_RECORDS SHOWN_
- Opening Delimiter -
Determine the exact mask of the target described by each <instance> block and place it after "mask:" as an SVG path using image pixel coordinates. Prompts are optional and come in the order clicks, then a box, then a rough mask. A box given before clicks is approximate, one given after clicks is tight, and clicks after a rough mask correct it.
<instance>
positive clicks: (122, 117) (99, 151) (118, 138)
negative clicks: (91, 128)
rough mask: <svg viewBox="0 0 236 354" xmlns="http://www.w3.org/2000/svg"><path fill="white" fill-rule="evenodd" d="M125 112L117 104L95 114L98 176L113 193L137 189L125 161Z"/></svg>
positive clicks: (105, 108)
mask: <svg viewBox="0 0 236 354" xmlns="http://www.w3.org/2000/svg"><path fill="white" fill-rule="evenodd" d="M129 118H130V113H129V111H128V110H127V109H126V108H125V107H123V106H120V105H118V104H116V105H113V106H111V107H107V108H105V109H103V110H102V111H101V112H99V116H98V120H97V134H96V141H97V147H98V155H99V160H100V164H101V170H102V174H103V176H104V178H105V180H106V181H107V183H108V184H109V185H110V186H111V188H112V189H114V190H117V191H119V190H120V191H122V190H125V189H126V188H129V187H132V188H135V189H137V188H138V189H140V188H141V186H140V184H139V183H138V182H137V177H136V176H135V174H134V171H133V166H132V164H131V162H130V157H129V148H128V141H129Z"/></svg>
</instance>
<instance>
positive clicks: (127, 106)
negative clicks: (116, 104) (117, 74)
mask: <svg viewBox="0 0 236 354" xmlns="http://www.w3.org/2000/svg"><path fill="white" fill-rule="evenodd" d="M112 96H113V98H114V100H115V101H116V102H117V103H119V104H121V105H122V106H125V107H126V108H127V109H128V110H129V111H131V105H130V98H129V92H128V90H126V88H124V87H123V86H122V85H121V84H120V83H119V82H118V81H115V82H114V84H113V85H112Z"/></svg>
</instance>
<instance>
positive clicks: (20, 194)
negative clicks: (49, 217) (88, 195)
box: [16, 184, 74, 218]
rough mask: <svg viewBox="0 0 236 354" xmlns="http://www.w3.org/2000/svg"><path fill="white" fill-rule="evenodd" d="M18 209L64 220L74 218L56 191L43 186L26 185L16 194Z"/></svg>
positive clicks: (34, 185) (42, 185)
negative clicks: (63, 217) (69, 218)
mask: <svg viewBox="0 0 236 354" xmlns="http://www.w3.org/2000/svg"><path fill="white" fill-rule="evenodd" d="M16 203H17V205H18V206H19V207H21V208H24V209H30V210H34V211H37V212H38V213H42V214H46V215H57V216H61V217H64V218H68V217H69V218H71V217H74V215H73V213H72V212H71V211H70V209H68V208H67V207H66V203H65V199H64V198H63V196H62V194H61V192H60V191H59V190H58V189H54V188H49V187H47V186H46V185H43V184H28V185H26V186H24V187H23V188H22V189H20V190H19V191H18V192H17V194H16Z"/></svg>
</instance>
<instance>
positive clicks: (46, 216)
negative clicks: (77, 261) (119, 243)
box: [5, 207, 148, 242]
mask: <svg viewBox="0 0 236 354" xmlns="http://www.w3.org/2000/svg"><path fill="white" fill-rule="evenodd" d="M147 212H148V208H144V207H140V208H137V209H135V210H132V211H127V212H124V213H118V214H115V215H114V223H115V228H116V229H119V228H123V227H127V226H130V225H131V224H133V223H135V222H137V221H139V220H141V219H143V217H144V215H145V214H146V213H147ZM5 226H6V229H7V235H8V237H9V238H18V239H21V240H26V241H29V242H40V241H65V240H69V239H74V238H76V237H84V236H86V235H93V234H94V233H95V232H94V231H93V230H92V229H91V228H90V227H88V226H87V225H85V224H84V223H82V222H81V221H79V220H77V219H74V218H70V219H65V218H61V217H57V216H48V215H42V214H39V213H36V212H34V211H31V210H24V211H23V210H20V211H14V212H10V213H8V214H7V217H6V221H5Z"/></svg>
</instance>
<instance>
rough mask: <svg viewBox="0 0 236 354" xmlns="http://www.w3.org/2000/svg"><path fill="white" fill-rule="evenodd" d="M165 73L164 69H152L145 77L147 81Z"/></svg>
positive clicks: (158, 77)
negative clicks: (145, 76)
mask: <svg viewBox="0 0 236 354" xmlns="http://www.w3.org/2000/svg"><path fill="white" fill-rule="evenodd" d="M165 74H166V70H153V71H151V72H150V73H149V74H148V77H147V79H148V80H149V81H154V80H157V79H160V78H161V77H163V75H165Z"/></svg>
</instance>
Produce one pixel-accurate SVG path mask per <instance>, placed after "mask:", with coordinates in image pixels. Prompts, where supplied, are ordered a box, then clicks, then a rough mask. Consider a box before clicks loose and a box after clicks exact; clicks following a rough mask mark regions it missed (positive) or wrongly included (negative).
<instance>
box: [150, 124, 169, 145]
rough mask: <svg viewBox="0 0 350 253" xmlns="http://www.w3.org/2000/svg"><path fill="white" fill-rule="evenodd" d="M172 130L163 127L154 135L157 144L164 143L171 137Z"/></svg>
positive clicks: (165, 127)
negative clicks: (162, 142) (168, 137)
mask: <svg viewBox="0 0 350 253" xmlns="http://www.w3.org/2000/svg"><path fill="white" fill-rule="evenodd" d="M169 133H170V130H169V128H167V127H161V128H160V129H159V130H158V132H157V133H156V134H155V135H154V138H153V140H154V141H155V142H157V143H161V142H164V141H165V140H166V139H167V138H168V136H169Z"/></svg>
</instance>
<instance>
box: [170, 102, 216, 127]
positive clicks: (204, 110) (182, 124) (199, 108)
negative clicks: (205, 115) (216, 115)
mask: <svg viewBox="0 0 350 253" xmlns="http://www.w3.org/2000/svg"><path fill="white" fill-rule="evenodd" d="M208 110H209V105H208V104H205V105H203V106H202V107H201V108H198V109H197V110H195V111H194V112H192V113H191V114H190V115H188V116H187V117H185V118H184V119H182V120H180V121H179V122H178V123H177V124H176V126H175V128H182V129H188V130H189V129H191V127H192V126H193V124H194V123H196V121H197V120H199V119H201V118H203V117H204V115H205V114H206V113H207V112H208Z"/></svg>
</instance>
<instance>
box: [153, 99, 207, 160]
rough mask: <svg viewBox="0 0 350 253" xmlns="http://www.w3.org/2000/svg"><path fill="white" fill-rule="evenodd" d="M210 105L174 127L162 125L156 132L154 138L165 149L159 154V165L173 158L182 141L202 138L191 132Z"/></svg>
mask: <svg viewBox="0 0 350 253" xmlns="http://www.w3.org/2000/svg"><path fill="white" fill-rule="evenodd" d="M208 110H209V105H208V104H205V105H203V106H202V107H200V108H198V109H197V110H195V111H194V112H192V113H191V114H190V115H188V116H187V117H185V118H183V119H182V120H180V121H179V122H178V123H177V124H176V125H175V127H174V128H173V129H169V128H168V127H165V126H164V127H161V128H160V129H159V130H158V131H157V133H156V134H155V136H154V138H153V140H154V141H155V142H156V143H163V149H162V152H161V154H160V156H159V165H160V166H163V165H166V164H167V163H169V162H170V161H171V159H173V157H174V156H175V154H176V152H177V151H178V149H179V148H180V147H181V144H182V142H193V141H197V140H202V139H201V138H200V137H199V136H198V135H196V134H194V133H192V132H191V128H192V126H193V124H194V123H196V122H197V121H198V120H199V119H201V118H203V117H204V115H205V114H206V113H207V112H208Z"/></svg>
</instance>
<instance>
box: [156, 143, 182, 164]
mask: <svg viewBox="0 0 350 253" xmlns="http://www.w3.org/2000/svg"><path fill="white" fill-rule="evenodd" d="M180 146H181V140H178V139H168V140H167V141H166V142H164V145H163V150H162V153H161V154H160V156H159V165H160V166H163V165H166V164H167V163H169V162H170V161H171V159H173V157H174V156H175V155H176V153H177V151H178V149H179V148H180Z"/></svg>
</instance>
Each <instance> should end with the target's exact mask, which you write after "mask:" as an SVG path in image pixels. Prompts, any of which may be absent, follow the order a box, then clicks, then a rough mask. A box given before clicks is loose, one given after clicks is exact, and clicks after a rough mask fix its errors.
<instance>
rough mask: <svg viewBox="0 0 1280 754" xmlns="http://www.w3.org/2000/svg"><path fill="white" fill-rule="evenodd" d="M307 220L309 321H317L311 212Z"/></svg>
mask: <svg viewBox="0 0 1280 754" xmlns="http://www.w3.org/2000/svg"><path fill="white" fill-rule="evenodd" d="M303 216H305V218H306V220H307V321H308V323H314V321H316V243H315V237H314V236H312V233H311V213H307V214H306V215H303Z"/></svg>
- Closing Delimiter -
_WHAT THE EXERCISE ASKS_
From the data above, pull out each line that contains the word "coordinates".

_EXERCISE RESULT_
Determine the exact mask of the target described by each <instance> block and place it after "mask:" as an SVG path using image pixel coordinates. Prompts are optional and come in the order clicks, then a box, then a rough mask. A box given before clicks is approximate, one given after clicks is tight, and clicks after a rough mask correct it.
Produce one pixel-accurate SVG path mask per <instance>, placed after "mask:", with coordinates in image pixels. Prompts, where supplied, are ordered a box, then clicks, then a rough mask. Consider a box before clicks loose and a box after clicks exact; clicks following a rough mask mark regions it missed (positive) or wrongly included (negative).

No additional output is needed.